-- Start Record set --

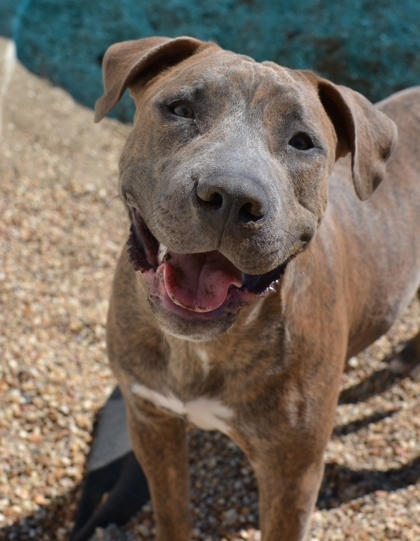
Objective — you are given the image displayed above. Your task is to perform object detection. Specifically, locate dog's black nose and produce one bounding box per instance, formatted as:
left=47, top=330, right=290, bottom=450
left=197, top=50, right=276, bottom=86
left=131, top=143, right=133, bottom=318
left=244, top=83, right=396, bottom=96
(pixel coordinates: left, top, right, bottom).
left=195, top=177, right=267, bottom=225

-- End Record set --

Rewrite every line of the listing above, requests included, but leave out the pictures. Multiply each bounding-box coordinate in the answers by 1.45 and round to the nearest whole number, rounding halves up. Leave the numbers in the requests and their format samples unchanged.

Objective — you are given the image displayed above. Your task is to perform object detection. Specifically, locate dog's black nose and produce one bounding box per instance, formatted as:
left=47, top=330, right=290, bottom=450
left=197, top=50, right=276, bottom=86
left=131, top=143, right=133, bottom=318
left=244, top=83, right=396, bottom=96
(pixel coordinates: left, top, right, bottom).
left=283, top=257, right=387, bottom=326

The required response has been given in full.